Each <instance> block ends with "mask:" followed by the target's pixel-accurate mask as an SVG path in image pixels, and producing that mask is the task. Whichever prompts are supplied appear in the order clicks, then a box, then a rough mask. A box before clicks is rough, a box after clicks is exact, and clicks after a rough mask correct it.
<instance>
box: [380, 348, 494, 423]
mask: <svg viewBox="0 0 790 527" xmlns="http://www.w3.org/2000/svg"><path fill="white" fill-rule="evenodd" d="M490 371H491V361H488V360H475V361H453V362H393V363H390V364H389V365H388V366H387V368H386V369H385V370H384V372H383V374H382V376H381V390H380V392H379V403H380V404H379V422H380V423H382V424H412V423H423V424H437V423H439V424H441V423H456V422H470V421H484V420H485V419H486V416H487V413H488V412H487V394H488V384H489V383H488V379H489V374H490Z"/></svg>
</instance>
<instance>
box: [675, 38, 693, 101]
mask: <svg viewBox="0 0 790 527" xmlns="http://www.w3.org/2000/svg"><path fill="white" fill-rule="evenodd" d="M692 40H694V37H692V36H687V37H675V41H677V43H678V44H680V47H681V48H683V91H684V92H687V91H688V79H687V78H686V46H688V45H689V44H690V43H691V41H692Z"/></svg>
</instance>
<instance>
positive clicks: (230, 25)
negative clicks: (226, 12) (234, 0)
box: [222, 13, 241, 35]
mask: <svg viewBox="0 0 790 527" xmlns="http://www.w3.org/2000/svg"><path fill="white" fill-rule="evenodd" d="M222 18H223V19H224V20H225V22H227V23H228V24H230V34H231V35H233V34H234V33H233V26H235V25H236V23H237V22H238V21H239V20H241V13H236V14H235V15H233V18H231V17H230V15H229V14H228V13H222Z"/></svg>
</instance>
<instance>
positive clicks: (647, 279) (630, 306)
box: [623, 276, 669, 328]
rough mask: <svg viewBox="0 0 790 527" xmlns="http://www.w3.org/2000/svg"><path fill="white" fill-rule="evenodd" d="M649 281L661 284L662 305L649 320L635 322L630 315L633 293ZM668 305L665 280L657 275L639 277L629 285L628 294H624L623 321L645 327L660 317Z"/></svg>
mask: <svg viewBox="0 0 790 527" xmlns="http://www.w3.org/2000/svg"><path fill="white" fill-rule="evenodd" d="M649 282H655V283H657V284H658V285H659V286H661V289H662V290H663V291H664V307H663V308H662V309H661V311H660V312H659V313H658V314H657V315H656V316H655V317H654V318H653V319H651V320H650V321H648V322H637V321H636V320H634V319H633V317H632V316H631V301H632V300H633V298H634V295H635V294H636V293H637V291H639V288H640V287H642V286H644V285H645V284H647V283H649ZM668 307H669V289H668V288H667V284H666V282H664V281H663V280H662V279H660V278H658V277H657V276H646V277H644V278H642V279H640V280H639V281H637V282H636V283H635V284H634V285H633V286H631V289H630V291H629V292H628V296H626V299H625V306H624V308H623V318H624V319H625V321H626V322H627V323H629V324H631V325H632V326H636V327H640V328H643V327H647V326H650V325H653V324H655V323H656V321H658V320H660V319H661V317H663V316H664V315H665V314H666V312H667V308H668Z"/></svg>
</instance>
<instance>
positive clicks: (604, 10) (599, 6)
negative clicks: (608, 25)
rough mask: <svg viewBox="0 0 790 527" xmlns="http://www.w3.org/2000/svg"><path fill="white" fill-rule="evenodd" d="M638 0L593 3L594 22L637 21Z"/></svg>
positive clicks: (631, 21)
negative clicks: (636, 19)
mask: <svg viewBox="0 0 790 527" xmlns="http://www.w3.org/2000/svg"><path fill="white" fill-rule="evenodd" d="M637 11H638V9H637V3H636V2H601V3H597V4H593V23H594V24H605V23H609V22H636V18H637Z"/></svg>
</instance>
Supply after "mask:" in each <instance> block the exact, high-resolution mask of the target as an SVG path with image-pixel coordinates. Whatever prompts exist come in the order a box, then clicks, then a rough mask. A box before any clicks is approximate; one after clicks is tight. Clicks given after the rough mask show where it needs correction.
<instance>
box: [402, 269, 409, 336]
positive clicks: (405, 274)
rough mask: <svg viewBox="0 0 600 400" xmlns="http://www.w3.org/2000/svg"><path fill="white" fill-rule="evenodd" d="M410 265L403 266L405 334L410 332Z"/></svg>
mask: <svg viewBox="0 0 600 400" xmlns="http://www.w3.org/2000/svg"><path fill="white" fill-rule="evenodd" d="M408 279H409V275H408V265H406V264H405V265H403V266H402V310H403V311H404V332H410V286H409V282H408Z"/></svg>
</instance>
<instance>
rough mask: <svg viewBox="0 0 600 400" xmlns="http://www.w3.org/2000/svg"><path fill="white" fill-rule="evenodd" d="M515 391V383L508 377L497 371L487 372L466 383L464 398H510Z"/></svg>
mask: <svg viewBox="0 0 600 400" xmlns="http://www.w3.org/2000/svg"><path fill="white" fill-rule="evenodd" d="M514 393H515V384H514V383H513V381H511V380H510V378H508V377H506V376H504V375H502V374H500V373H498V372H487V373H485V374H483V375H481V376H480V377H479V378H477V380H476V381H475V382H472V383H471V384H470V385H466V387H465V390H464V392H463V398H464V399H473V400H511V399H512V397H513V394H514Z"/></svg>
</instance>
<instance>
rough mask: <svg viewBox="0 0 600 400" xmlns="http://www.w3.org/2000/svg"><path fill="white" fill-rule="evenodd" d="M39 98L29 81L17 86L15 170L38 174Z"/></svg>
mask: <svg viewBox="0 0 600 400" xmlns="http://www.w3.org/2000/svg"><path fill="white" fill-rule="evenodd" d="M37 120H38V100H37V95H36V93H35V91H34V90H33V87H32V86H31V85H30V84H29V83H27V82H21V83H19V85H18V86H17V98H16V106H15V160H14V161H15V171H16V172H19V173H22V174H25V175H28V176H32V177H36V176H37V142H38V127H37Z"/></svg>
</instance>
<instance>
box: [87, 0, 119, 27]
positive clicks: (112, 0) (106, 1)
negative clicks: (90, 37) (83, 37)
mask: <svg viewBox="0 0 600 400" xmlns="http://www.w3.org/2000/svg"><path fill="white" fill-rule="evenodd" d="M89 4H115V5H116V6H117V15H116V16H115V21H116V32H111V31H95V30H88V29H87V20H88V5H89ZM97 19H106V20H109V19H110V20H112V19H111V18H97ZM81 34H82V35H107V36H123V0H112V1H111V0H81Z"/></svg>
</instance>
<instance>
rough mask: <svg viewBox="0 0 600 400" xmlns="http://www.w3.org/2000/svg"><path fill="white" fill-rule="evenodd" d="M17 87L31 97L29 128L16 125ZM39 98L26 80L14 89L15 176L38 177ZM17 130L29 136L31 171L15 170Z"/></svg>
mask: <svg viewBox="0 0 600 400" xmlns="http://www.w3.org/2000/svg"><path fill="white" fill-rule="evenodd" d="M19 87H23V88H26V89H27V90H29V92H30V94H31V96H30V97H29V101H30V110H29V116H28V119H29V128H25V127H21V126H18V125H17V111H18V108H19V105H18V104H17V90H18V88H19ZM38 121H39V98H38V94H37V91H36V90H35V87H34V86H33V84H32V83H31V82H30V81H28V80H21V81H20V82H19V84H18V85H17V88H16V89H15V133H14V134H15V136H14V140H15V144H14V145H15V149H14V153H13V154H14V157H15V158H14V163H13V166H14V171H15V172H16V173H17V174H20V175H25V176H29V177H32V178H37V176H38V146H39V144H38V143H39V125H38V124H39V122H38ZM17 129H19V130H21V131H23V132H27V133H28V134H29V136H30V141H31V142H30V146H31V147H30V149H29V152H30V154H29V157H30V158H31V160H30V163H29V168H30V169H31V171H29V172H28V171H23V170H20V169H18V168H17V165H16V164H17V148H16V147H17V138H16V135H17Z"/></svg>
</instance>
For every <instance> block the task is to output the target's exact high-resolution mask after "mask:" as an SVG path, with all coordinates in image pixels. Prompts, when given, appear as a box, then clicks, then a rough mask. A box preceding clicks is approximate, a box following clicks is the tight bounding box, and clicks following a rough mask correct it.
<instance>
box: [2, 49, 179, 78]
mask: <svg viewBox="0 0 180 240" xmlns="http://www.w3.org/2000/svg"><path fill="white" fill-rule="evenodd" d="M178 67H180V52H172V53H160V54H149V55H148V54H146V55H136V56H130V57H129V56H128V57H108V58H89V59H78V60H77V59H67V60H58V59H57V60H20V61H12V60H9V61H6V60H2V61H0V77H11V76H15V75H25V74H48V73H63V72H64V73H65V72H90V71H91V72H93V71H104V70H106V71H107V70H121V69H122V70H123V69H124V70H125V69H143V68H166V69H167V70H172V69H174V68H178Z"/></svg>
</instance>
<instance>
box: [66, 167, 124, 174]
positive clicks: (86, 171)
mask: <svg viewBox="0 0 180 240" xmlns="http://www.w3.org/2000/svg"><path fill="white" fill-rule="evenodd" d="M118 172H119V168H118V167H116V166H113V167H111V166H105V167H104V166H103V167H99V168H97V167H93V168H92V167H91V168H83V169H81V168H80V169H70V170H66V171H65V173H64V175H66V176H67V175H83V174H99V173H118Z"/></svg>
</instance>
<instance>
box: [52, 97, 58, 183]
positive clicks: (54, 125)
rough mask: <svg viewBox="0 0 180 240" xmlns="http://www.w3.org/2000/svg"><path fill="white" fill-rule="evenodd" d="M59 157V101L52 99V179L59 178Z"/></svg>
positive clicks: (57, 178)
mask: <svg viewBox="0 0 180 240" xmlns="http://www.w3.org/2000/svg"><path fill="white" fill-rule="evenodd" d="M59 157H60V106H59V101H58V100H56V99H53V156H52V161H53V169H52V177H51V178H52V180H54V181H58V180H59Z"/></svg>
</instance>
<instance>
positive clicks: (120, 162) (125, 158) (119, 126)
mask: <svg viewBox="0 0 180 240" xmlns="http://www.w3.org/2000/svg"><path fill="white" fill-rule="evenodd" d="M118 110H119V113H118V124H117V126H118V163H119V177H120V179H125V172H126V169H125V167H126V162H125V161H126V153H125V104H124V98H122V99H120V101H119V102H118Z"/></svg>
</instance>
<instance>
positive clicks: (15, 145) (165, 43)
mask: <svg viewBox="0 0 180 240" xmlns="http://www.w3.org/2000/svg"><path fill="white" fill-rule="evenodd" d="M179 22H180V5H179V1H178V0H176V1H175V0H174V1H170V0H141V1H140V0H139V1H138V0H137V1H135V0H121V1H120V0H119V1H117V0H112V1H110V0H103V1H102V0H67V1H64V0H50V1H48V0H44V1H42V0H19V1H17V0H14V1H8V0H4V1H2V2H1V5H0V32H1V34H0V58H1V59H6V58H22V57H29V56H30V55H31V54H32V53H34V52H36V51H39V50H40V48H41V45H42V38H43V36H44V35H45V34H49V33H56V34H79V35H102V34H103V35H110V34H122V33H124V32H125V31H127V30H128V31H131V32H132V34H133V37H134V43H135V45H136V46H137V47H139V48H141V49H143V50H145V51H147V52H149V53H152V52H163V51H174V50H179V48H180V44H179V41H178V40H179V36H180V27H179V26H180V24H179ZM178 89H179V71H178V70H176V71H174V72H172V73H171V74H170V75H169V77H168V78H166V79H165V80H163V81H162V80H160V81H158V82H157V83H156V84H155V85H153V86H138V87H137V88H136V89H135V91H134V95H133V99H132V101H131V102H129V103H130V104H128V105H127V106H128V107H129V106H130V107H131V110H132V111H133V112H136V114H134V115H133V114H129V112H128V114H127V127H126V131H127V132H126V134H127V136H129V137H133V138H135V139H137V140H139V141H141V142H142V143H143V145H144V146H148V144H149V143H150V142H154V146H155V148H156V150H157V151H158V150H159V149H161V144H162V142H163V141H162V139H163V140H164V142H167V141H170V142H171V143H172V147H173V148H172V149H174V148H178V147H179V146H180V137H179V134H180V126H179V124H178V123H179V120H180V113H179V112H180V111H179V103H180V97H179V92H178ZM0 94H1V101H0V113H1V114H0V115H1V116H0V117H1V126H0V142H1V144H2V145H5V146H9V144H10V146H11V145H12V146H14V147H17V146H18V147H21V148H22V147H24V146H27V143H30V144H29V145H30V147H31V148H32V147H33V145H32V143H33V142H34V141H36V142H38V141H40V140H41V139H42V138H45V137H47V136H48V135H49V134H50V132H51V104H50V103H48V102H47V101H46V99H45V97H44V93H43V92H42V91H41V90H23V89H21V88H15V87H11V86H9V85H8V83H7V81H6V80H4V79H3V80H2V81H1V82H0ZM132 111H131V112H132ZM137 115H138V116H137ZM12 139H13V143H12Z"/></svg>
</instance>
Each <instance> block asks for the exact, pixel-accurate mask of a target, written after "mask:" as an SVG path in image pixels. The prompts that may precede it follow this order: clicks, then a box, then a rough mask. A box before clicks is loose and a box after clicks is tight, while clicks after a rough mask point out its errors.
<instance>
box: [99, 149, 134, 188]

▸ **EXERCISE DETAILS**
Copy every line of the listing that contains the word "with".

▸ **YOUR SOLUTION**
Each <instance> block ends with "mask:" followed by the target's pixel-accurate mask as an SVG path in image pixels, and producing that mask is the task. Whichever prompts are supplied appear in the order clicks, then a box, then a rough mask. A box before clicks is rough, a box after clicks is exact, and clicks after a rough mask correct it.
Supply after "mask:" in each <instance> block the exact, high-resolution mask of the target as an SVG path with image-pixel coordinates. Whatever prompts exist come in the order a box, then clicks, then a rough mask. A box before any clicks is approximate; one after clicks is tight. Clicks given after the rough mask show where it needs correction.
For every <instance> block the task is to output the target's exact high-resolution mask after "mask:" as an SVG path, with all coordinates in image pixels. Prompts, when given, appear as a box, then clicks, then a rough mask. A box preceding clicks is approximate, a box following clicks is the tight bounding box, and clicks following a rough mask correct it.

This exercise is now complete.